■ PROVIDED PASSAGE:
## Start

Credit: Christine Daniloff / MIT News

Ask a computer to add 100 and 100, and its answer will be 200. But what if it sometimes answered 202, and sometimes 199, or any other number within about 1 percent of the correct answer?

Arithmetic circuits that returned such imprecise answers would be much smaller than those in today's computers. They would consume less power, and many more of them could fit on a single chip, greatly increasing the number of calculations it could perform at once. The question is how useful those imprecise calculations would be.

If early results of a research project at MIT are any indication, the answer is, Surprisingly useful. About a year ago, Joseph Bates, an adjunct professor of computer science at Carnegie Mellon University, was giving a presentation at MIT and found himself talking to Deb Roy, a researcher at MIT's Media Lab. Three years earlier, before the birth of his son, Roy had outfitted his home with 11 video cameras and 14 microphones, intending to flesh out what he calls the "surprisingly incomplete and biased observational data" about human speech acquisition. Data about a child's interactions with both its caregivers and its environment could help confirm or refute a number of competing theories in developmental psychology. But combing through more than 100,000 hours of video for, say, every instance in which either a child or its caregivers says "ball," together with all the child's interactions with actual balls, is a daunting task for human researchers and artificial-intelligence systems alike. Bates had designed a chip that could perform tens of thousands of simultaneous calculations using sloppy arithmetic and was looking for applications that lent themselves to it.

## End

■ INFORMATION PROVIDED:
## Start

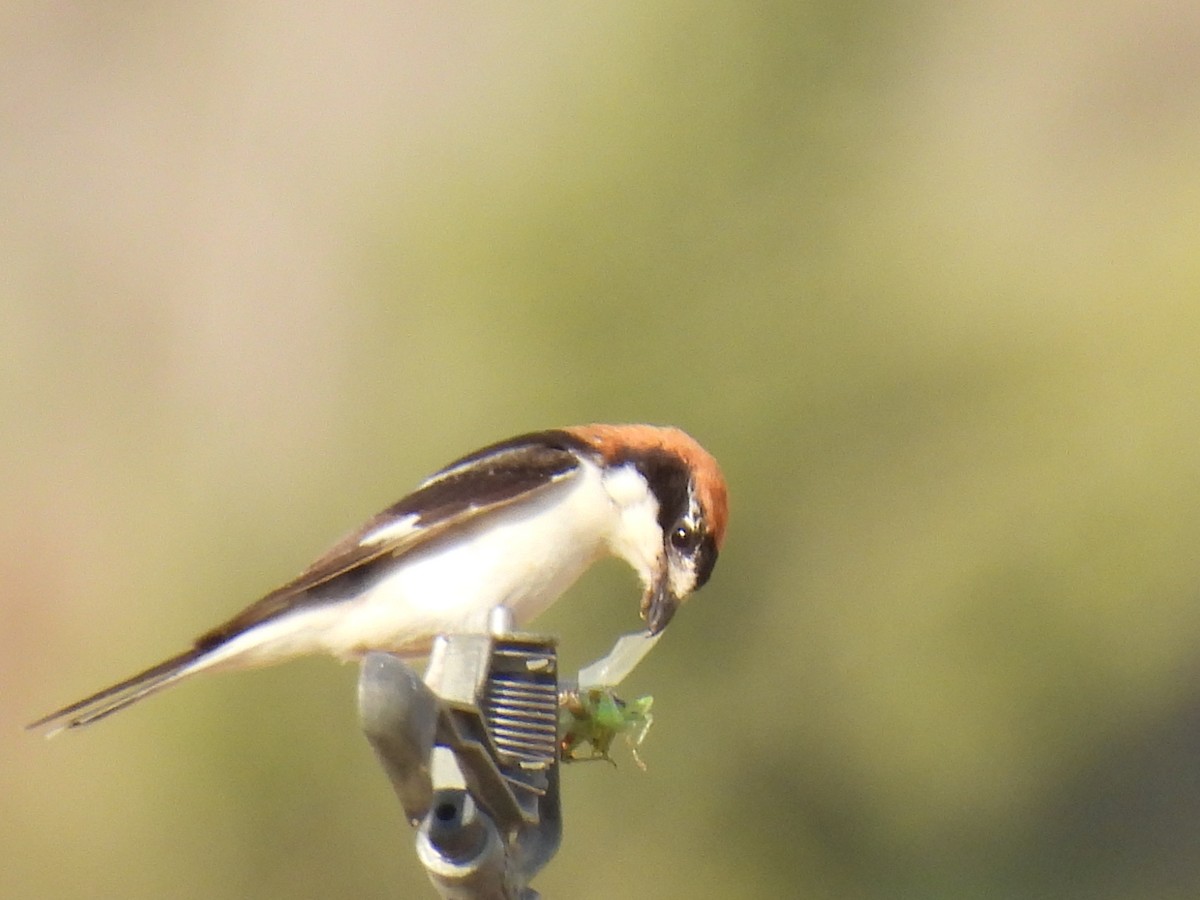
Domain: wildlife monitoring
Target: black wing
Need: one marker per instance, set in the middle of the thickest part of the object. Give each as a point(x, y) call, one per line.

## End

■ TASK TO CARRY OUT:
Reproduce word for word the part of the text on imprecise computer arithmetic that opens with the words containing "Arithmetic circuits that" and closes with "calculations would be.". The data is separate from the text on imprecise computer arithmetic.

■ ANSWER FOR THIS EXERCISE:
Arithmetic circuits that returned such imprecise answers would be much smaller than those in today's computers. They would consume less power, and many more of them could fit on a single chip, greatly increasing the number of calculations it could perform at once. The question is how useful those imprecise calculations would be.